**JOB**:
Gather every line in the records below that contains the string "glowing", and copy each one unchanged.

**EXERCISE INPUTS**:
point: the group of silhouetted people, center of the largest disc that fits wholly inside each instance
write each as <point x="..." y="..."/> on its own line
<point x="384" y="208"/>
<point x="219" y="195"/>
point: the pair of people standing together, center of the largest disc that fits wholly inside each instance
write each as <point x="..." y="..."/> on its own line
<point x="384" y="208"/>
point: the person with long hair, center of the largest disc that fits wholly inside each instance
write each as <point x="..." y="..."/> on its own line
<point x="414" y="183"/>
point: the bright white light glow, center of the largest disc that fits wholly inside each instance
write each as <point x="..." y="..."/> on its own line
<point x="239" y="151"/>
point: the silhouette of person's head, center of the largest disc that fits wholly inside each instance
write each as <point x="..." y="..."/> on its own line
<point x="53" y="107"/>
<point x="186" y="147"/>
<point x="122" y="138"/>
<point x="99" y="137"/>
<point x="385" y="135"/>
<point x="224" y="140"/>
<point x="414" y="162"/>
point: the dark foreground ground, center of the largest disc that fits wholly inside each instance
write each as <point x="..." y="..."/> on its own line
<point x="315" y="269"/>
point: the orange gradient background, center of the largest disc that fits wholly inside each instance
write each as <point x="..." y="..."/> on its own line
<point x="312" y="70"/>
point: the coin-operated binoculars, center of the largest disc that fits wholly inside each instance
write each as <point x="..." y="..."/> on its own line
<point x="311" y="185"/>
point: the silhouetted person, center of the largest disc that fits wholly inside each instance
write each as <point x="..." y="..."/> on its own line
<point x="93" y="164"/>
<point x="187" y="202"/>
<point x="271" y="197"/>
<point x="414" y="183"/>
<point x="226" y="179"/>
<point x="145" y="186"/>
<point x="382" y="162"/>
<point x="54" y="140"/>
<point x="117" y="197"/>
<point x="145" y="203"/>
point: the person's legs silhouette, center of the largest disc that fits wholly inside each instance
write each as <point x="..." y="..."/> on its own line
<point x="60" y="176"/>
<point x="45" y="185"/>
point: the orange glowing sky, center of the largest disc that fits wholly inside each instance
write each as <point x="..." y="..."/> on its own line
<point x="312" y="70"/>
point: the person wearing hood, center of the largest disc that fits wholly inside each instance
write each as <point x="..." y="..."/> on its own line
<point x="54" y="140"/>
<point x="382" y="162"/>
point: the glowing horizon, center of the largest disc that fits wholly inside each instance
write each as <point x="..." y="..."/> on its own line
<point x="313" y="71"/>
---
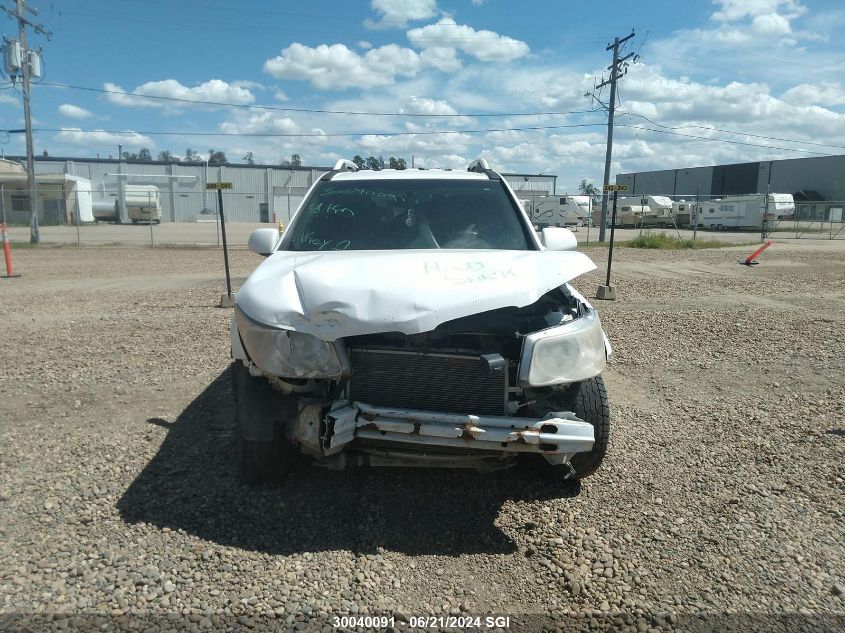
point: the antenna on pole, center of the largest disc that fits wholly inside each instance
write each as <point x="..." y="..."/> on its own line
* * *
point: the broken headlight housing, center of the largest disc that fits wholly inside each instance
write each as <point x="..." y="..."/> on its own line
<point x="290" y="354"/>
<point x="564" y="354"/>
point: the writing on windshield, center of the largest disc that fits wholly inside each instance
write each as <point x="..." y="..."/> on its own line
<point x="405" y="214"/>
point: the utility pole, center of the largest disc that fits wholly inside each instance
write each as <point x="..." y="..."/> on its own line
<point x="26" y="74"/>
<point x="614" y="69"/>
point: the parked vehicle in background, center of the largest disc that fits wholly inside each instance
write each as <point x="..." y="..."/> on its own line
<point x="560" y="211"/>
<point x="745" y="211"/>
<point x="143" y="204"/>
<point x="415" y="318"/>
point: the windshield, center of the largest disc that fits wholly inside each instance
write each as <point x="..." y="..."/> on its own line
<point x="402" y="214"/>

**WRITTEN SOLUTION**:
point: the orange glowing sky, center of the largest disc that fits wholly inside each instance
point: the glowing horizon, center of the largest disc that fits wholly inside each instance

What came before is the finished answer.